## GOAL 1:
In the rows further down, set out the lines starting at the one containing "like point(318, 723)." and ending at the one containing "point(901, 581)" as a numbered list, leaving out any blank lines.

## SOURCE EXTRACT:
++++++++++

Starting in January, the minimum wage in Vietnam will rise 6.5%, or an extra 180,000-230,000 Vietnamese dong ($7.94-$10.14) a month, depending on the region. That brings the total monthly minimum wage to between $136 in the lowest rate region and $175 in the highest wage region.

The wage increase is one of the lowest the country has seen, and comes in considerably lower than the 13.3% the National Salary Council had proposed, though higher at least than the 5 percent—or even status quo—the Vietnam Chamber of Commerce and Industry proposed.

Among those in favor of foregoing a wage hike, was the Vietnam Textile and Apparel Association (VITAS), which said minimum wages in the country have increased 21.8% between 2007 and 2017. The pressure from the increases pushed many manufacturers to reduce workers’ annual bonuses and look for more ways to automate processes.

The concern for manufacturers has been maintaining the country’s competitiveness in the face of rising wages, which potentially prevents in-country business from expanding and reduces job opportunities as companies look to have workers do more to avoid hiring more.

Vietnam has even mulled cutting sourcing costs to maintain its competitiveness.

[Read more about Vietnam sourcing: Vietnam Looks to Cut Sourcing Costs to Boost Competitiveness]

The Ministry of Industry and Trade in Vietnam said in October that it’s in the process of drafting legal amendments that would help domestic garment producers cut costs, and they’re also asking for aid with things like administrative procedures to help ease some of the other obstacles to competition.

Chairman of the Vietnam Textile and Apparel Association Vu Doc Giang said the sector aims to export roughly $30 billion worth of textiles and garments in 2017, with the U.S. taking 50 percent of that total, followed by the EU with 20.5%, Japan with 19.5% and Korea importing 7.5% of Vietnam’s garments and textiles.

For the year to October, the U.S. took in $12 billion worth of textiles and apparel from Vietnam, according to OTEXA data. That’s a 6.06% increase over the same period last year, which puts Vietnam commanding 11.41% of U.S. textiles and apparel imports share.

++++++++++

## GOAL 2:
In the article on Vietnam's minimum wage, what wage increase had the National Salary Council proposed?

++++++++++

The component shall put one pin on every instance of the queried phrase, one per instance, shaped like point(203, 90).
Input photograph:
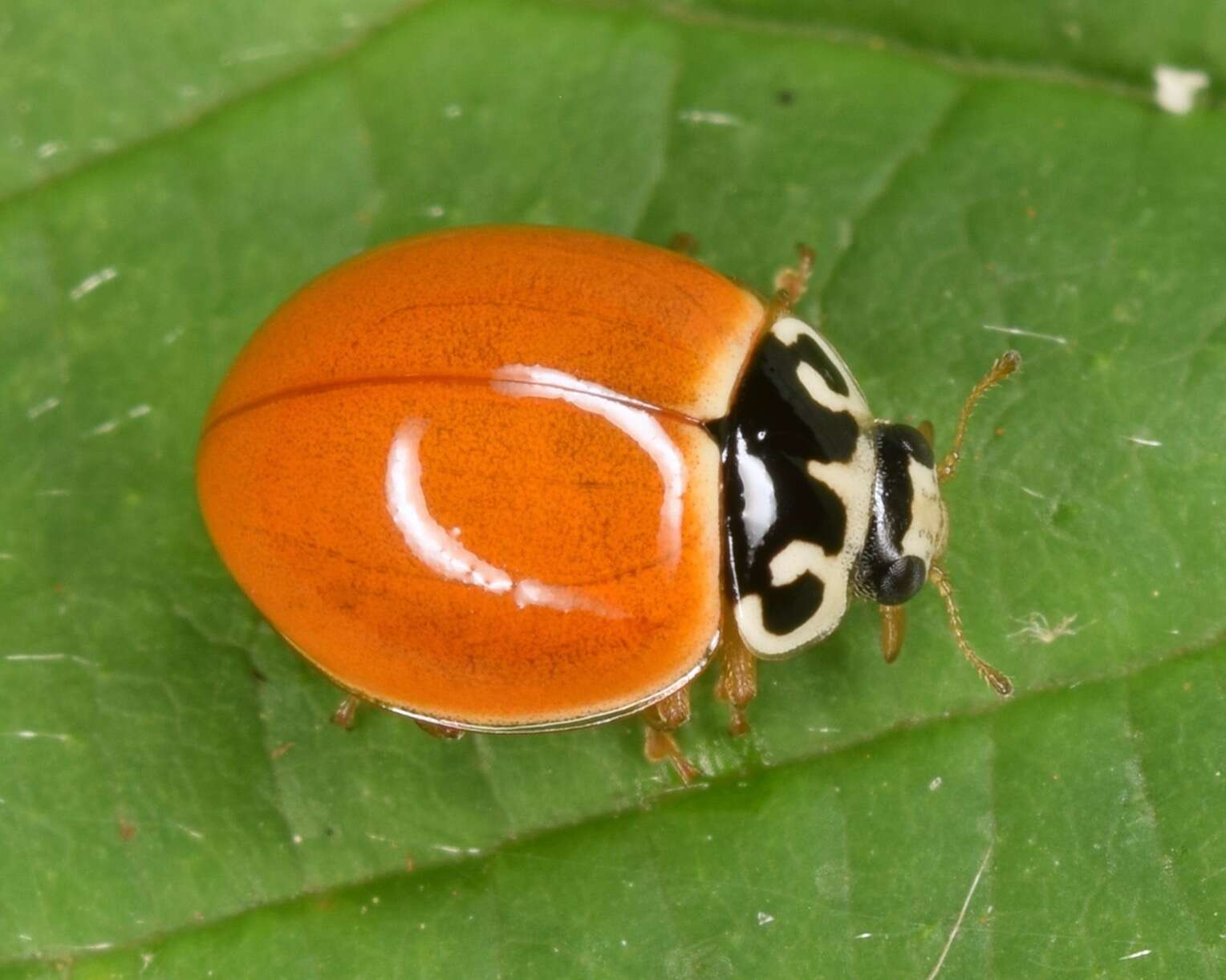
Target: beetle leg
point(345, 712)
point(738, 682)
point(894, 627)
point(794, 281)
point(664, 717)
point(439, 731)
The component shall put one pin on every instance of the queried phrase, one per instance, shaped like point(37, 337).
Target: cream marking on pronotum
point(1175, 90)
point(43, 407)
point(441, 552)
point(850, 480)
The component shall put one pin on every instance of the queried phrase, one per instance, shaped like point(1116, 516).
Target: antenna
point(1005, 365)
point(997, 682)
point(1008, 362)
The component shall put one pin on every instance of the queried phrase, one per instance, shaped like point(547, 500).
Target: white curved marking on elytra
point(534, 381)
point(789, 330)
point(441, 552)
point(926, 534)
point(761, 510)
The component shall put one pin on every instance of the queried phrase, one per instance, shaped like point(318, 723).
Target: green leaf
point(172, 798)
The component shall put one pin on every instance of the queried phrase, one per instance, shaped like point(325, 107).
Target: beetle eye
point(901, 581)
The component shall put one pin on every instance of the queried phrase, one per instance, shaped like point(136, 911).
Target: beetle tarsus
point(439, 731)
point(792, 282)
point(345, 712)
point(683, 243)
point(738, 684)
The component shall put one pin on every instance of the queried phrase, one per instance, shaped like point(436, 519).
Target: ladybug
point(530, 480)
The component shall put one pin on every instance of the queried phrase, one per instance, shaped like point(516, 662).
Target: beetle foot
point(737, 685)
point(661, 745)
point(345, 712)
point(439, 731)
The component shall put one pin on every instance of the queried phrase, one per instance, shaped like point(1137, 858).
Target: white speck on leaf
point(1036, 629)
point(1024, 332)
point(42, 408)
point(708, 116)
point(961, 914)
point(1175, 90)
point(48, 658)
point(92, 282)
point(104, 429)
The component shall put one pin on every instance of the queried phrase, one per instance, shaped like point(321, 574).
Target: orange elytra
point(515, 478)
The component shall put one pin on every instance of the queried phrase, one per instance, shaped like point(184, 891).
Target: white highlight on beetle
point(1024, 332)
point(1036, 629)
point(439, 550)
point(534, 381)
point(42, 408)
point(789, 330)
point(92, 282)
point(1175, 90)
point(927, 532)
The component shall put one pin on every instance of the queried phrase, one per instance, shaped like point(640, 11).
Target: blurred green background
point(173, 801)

++++++++++

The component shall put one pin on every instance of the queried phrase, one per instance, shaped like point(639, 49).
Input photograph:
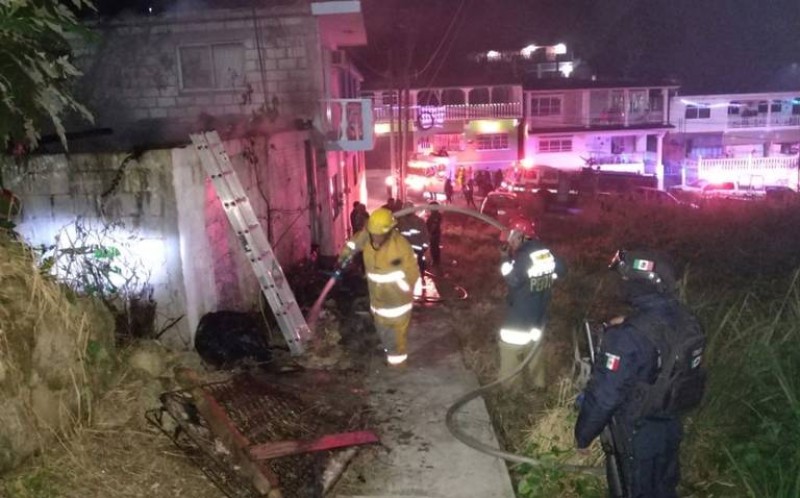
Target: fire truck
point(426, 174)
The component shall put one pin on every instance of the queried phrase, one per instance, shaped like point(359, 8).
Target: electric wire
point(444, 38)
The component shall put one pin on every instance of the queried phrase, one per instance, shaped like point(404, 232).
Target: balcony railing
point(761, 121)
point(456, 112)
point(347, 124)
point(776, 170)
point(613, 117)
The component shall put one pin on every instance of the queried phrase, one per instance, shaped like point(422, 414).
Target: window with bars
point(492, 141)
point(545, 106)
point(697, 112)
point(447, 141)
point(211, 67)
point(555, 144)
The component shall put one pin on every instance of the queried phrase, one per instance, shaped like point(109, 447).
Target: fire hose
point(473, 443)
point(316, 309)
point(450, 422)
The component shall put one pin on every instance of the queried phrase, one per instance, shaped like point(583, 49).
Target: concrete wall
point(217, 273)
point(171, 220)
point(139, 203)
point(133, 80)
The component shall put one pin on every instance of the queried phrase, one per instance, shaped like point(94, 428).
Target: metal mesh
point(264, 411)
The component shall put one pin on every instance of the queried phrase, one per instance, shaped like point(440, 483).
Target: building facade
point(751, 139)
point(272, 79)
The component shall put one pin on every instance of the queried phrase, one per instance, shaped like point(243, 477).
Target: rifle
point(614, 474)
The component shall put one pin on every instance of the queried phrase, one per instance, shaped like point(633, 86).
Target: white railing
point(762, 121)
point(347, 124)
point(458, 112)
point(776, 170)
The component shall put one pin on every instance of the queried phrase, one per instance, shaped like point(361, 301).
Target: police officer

++++++++++

## TASK OUTPUT 1:
1. The component shall put one pin on every instance of the queried phrase, one per instance, shaped like point(318, 723).
2. Target: green leaf
3. point(172, 798)
4. The component shall put one pin on every instance of the queried phrase, one per instance, shaped like point(325, 107).
5. Target: beetle eye
6. point(901, 581)

## TASK OUTPUT 2:
13.3%